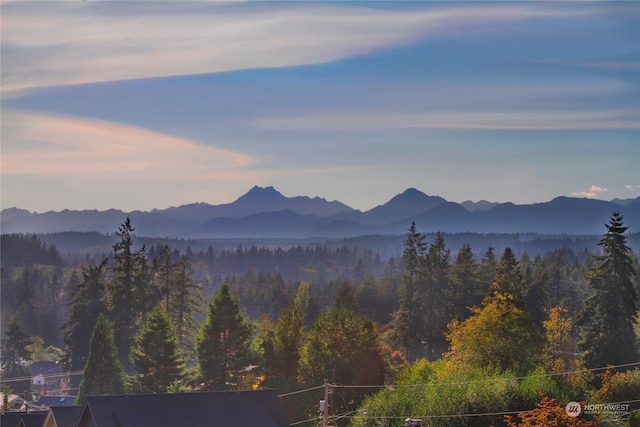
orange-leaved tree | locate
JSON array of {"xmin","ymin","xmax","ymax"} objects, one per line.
[{"xmin": 505, "ymin": 393, "xmax": 599, "ymax": 427}]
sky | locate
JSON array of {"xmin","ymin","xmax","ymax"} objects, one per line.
[{"xmin": 1, "ymin": 1, "xmax": 639, "ymax": 213}]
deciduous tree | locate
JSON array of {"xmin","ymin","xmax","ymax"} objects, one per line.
[
  {"xmin": 299, "ymin": 283, "xmax": 385, "ymax": 416},
  {"xmin": 505, "ymin": 394, "xmax": 598, "ymax": 427}
]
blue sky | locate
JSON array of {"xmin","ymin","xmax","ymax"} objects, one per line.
[{"xmin": 2, "ymin": 1, "xmax": 638, "ymax": 212}]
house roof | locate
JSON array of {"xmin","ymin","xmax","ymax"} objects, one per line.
[
  {"xmin": 1, "ymin": 411, "xmax": 23, "ymax": 427},
  {"xmin": 17, "ymin": 411, "xmax": 48, "ymax": 427},
  {"xmin": 37, "ymin": 396, "xmax": 77, "ymax": 408},
  {"xmin": 44, "ymin": 406, "xmax": 82, "ymax": 427},
  {"xmin": 78, "ymin": 389, "xmax": 290, "ymax": 427}
]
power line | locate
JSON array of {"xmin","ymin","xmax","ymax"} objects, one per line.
[
  {"xmin": 330, "ymin": 361, "xmax": 640, "ymax": 389},
  {"xmin": 289, "ymin": 416, "xmax": 319, "ymax": 426},
  {"xmin": 0, "ymin": 370, "xmax": 84, "ymax": 384},
  {"xmin": 286, "ymin": 364, "xmax": 640, "ymax": 426},
  {"xmin": 343, "ymin": 399, "xmax": 640, "ymax": 421},
  {"xmin": 278, "ymin": 385, "xmax": 324, "ymax": 398}
]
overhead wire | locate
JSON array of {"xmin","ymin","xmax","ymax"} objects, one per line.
[
  {"xmin": 329, "ymin": 361, "xmax": 640, "ymax": 389},
  {"xmin": 283, "ymin": 362, "xmax": 640, "ymax": 426}
]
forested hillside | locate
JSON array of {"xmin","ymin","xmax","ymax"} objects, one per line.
[{"xmin": 1, "ymin": 214, "xmax": 639, "ymax": 425}]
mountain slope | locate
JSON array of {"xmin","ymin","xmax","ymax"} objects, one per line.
[{"xmin": 1, "ymin": 188, "xmax": 638, "ymax": 238}]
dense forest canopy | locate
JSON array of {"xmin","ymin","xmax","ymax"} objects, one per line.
[{"xmin": 1, "ymin": 214, "xmax": 639, "ymax": 425}]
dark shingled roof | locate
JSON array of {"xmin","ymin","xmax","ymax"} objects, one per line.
[
  {"xmin": 1, "ymin": 411, "xmax": 23, "ymax": 427},
  {"xmin": 46, "ymin": 406, "xmax": 82, "ymax": 427},
  {"xmin": 77, "ymin": 389, "xmax": 290, "ymax": 427},
  {"xmin": 18, "ymin": 411, "xmax": 48, "ymax": 427}
]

+ + + + + + +

* [Activity] When you find a line in the records that contains the word "locate", copy it.

* [Result for this exercise]
orange-leaved tree | locate
sky | locate
deciduous tree | locate
blue sky | locate
house roof | locate
power line | locate
overhead wire | locate
forested hillside | locate
mountain slope | locate
dense forest canopy | locate
dark shingled roof | locate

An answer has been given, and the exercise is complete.